__Exercise task__: Rewrite these lines with "Query" changed to "Target" everywhere and everything else left as it is. Omit the pictures from your answer.

[Rows from a dataset]

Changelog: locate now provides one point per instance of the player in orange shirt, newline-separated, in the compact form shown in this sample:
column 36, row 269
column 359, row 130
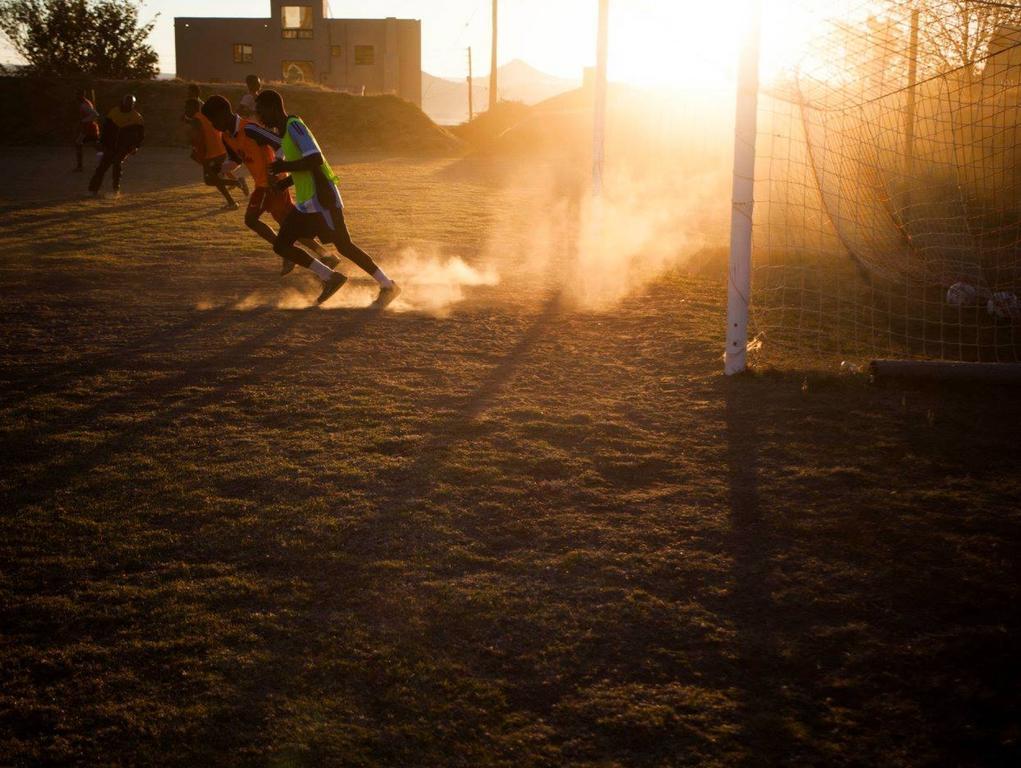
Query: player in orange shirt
column 244, row 143
column 209, row 152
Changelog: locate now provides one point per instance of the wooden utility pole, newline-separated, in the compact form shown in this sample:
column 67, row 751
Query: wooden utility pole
column 471, row 105
column 492, row 63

__Task response__:
Changelog: locate now provides one point per instance of the player in orange shirt, newline-separated, in the compact form shown in this sample:
column 36, row 269
column 359, row 130
Target: player in orange shirt
column 244, row 143
column 209, row 152
Changelog: locate now provides one point per instance of the wooden utility pole, newline-separated, in the compact form shown in this sample:
column 67, row 751
Target: wooden utility pole
column 471, row 105
column 492, row 63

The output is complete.